(Spatial localization data)
- - - -
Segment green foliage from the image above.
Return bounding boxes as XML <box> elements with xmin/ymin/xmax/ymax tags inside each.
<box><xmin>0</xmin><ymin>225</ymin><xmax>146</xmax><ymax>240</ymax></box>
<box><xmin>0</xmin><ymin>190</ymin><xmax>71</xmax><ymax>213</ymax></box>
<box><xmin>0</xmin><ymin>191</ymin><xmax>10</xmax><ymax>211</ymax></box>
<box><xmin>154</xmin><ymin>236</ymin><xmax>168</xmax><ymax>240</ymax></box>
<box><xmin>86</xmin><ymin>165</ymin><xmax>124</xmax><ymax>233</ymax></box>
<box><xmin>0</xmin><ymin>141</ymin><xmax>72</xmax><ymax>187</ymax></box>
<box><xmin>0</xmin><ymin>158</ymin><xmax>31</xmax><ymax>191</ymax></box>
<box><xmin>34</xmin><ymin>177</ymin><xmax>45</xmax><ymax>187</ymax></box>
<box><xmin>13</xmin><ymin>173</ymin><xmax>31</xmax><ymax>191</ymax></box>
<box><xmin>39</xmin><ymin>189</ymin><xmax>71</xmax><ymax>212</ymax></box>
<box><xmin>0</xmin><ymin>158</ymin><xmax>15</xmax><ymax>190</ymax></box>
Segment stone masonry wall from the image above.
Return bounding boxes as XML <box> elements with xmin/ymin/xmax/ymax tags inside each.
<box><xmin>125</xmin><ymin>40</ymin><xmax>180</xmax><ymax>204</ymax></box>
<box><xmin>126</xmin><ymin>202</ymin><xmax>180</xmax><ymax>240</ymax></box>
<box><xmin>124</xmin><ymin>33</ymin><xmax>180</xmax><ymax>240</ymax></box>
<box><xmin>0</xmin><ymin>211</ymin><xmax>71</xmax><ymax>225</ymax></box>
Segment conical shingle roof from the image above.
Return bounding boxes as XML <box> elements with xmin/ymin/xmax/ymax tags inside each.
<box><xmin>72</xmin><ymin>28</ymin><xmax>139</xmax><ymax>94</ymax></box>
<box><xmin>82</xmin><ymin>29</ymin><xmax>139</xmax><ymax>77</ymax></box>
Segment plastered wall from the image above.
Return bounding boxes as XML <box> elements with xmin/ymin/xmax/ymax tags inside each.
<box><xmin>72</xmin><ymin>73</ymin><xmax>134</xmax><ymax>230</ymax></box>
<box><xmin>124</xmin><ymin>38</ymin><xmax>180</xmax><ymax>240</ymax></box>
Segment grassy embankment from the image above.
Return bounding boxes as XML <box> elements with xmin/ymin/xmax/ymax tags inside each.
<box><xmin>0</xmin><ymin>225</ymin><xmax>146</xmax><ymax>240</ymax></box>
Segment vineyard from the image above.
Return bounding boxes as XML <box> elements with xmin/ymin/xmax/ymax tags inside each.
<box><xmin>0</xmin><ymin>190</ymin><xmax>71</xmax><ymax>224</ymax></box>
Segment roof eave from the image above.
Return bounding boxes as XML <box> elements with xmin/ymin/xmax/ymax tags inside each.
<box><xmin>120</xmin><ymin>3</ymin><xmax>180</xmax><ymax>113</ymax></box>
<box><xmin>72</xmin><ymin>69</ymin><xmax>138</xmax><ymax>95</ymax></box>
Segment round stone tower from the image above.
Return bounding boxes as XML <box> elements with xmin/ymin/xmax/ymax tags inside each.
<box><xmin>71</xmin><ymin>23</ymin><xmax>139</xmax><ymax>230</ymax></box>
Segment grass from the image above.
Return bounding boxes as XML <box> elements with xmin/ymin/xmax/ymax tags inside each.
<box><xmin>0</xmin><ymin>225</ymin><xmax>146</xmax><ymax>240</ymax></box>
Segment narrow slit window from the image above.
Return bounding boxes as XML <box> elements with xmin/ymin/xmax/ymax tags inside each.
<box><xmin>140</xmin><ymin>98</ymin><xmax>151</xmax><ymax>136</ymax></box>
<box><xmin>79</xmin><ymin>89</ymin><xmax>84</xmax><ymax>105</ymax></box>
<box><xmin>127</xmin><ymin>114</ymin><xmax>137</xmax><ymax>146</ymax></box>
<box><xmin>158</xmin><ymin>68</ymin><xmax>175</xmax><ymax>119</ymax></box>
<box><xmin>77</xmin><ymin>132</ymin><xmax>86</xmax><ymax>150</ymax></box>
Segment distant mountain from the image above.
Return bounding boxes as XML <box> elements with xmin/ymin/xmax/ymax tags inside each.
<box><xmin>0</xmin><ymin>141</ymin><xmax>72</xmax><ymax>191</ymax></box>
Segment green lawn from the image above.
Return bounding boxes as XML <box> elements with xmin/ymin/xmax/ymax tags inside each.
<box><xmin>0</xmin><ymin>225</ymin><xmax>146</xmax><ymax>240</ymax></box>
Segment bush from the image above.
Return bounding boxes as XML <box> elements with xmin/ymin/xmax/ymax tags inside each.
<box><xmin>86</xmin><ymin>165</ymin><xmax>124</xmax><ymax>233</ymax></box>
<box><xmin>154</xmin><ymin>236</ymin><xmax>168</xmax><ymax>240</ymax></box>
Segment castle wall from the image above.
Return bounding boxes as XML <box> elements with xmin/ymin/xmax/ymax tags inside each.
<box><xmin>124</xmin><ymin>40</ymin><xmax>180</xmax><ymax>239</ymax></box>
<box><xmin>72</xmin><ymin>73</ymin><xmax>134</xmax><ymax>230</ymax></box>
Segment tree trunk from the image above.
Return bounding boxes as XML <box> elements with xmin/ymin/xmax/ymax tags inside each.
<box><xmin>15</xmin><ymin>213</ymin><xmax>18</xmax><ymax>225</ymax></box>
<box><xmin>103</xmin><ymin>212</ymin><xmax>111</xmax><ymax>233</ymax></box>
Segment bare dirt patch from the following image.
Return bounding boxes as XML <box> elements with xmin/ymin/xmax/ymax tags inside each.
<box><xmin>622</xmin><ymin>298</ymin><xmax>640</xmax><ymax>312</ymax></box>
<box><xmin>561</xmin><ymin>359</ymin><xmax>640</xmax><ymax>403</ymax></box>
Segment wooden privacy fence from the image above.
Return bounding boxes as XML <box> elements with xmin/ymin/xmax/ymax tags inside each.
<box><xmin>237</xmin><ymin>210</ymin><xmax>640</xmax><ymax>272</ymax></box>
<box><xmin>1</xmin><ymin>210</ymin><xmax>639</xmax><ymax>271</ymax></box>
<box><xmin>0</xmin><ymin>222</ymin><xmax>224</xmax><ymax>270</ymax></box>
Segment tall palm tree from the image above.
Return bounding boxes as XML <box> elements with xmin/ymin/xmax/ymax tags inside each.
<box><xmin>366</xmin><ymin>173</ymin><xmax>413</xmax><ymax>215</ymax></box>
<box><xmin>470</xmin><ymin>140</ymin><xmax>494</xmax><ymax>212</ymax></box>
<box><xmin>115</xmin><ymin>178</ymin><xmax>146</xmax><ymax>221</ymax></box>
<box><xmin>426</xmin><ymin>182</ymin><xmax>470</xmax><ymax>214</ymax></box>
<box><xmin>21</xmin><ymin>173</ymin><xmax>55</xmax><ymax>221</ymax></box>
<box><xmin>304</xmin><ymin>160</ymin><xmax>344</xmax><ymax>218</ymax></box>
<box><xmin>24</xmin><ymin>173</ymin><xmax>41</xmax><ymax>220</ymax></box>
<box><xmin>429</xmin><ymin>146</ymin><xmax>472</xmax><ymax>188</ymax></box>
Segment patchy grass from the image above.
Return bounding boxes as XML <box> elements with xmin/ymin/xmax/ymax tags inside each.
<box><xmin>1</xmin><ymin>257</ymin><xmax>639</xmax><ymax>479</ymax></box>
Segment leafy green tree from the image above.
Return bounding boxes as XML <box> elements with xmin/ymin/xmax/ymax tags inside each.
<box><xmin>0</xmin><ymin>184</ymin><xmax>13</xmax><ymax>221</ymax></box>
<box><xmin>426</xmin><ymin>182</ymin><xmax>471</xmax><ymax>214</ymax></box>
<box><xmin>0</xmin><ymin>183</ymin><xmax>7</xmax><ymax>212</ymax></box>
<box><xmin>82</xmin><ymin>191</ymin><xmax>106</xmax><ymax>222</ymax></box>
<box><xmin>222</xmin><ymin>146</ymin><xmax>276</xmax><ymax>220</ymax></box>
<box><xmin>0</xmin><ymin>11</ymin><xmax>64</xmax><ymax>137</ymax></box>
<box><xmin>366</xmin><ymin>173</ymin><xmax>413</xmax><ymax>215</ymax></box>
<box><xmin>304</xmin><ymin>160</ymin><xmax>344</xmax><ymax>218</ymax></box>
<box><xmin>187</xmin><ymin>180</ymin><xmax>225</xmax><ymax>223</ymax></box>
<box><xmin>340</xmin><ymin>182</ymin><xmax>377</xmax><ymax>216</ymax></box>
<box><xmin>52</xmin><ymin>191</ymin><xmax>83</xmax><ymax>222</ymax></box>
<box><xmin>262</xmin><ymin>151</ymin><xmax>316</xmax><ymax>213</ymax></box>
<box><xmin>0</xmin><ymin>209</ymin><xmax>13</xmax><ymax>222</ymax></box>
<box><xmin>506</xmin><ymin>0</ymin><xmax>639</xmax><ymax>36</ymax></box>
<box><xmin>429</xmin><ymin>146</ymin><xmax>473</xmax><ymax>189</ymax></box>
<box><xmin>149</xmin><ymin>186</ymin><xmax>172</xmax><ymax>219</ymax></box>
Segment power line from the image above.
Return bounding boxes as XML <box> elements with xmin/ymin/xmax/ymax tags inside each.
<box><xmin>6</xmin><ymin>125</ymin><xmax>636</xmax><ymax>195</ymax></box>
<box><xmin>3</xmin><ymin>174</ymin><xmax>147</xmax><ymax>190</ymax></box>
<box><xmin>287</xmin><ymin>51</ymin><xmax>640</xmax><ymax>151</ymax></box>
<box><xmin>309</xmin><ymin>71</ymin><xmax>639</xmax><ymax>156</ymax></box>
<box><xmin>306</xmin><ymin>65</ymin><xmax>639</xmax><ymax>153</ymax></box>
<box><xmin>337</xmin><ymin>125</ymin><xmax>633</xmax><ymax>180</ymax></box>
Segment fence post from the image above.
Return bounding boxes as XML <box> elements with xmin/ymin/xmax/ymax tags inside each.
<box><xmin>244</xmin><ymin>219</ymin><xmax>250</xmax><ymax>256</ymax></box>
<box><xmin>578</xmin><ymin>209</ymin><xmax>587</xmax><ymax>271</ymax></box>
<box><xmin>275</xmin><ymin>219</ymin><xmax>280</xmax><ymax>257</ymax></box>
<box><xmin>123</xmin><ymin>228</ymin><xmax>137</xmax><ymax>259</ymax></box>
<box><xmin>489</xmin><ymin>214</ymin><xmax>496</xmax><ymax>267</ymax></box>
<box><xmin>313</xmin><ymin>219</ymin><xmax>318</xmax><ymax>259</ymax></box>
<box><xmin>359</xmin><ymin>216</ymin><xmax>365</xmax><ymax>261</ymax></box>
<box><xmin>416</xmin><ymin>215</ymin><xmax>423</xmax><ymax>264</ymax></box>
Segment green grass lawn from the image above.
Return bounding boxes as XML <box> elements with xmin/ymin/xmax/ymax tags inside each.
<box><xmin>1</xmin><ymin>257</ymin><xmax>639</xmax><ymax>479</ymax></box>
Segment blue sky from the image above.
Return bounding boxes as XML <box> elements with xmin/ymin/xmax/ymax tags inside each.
- - - -
## [Aim of the exercise]
Begin at the line that has "Segment bare dirt" in the entries above; stop after the line that has "Segment leafy green". Transcribe exactly those lines and no others.

## [Solution to the problem]
Segment bare dirt patch from the following image.
Return bounding boxes as XML <box> elements with xmin/ymin/xmax/ymax tags inside each.
<box><xmin>622</xmin><ymin>298</ymin><xmax>640</xmax><ymax>312</ymax></box>
<box><xmin>561</xmin><ymin>359</ymin><xmax>640</xmax><ymax>403</ymax></box>
Segment wooden privacy fence from the image above.
Return bounding boxes as XML <box> elements with xmin/ymin/xmax/ymax tags inside each.
<box><xmin>237</xmin><ymin>210</ymin><xmax>640</xmax><ymax>272</ymax></box>
<box><xmin>1</xmin><ymin>210</ymin><xmax>639</xmax><ymax>271</ymax></box>
<box><xmin>0</xmin><ymin>222</ymin><xmax>224</xmax><ymax>270</ymax></box>
Segment tall palm tree from the image above.
Return bounding boxes as XML <box> elements with xmin/ymin/xmax/ymax tags inside each.
<box><xmin>366</xmin><ymin>173</ymin><xmax>413</xmax><ymax>215</ymax></box>
<box><xmin>470</xmin><ymin>140</ymin><xmax>494</xmax><ymax>212</ymax></box>
<box><xmin>115</xmin><ymin>178</ymin><xmax>146</xmax><ymax>221</ymax></box>
<box><xmin>426</xmin><ymin>182</ymin><xmax>470</xmax><ymax>214</ymax></box>
<box><xmin>21</xmin><ymin>173</ymin><xmax>55</xmax><ymax>221</ymax></box>
<box><xmin>304</xmin><ymin>160</ymin><xmax>344</xmax><ymax>218</ymax></box>
<box><xmin>24</xmin><ymin>173</ymin><xmax>41</xmax><ymax>220</ymax></box>
<box><xmin>429</xmin><ymin>146</ymin><xmax>472</xmax><ymax>188</ymax></box>
Segment patchy grass from the image above.
Return bounding boxes as XML <box> elements with xmin/ymin/xmax/ymax tags inside each.
<box><xmin>1</xmin><ymin>257</ymin><xmax>639</xmax><ymax>479</ymax></box>
Segment leafy green tree from the image above.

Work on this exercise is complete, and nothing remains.